--- BEGIN ---
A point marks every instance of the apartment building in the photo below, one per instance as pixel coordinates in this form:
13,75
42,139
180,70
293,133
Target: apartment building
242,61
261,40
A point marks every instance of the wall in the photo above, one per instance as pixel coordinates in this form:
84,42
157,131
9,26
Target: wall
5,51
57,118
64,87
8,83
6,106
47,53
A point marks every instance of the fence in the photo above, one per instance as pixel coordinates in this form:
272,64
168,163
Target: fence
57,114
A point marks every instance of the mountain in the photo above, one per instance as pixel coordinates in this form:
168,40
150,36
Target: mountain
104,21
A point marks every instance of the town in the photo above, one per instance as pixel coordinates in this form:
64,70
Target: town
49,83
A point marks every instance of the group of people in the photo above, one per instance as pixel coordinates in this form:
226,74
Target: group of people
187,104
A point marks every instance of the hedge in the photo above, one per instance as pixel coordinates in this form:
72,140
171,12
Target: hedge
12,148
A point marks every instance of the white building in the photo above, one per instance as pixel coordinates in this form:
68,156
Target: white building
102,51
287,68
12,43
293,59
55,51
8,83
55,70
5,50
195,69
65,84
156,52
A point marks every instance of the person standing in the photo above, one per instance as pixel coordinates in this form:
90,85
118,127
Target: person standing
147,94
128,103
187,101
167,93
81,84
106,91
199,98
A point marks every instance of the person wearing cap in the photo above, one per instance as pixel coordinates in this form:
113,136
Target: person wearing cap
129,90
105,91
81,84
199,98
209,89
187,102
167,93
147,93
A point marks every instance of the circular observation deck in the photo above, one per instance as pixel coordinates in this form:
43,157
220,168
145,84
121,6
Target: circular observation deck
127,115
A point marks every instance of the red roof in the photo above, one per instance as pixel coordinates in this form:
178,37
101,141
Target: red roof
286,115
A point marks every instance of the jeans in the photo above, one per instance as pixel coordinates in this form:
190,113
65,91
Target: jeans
--- END ---
Copy all of the material above line for line, with no changes.

- _Completed task_
A point marks every instance of the apartment building in the photo below, one per instance as pixel coordinates in this form:
13,75
42,139
180,70
293,133
Target: apartment building
242,61
261,40
A point marks every instance of the wall in the photo above, one per instance as pixel coordinates in this form:
84,42
157,131
9,26
Target: wall
5,51
57,118
64,87
8,83
6,106
47,53
A point marks every instance of the fence in the photo above, one per instance as pixel coordinates in this form:
272,64
168,163
Target: fence
57,114
A point marks every instance of the mountain in the photo above, one per instance as pixel coordinates in this form:
168,40
150,36
Target: mountain
104,21
A point marks every instance of the town in the photo above, one per instance as pixel coordinates in this form:
64,70
Target: town
49,83
A point marks every instance of the group of people in the photo above, one per instance as pixel coordinates in this form:
226,74
Target: group of people
187,104
A point marks every instance of the hedge in the photo above, one per instance as pixel coordinates in this form:
72,140
171,12
Target: hedge
12,148
A point marks every instance of the white building in the photo above, one per instance as pixel coordinates in this form:
68,156
Target: white building
102,51
287,68
12,43
293,59
55,51
8,83
55,70
5,50
195,69
65,84
156,52
A point marks every instance of the person standing in the photo above, one per instance as pixel coordinates in this form:
90,85
118,127
Target: person standing
147,94
128,103
187,101
167,93
81,84
106,91
199,98
A point marks every instance of the person wearing cap in the photo above, one per instance as pixel coordinates in this form:
113,136
Target: person wearing cap
129,90
105,91
81,84
199,98
209,89
187,102
167,93
147,93
A point marks every instance of the circular observation deck in the photo above, one per instance as pixel coordinates in this form:
43,157
220,168
145,84
121,6
Target: circular observation deck
127,115
A point marks every instance of the red roof in the photo above, one per instance as pixel coordinates in this form:
178,37
101,141
Target: red roof
286,115
A point marks every instance of the jeans in the photo above, one per instance as pixel coordinates in this form:
190,113
65,91
Target: jeans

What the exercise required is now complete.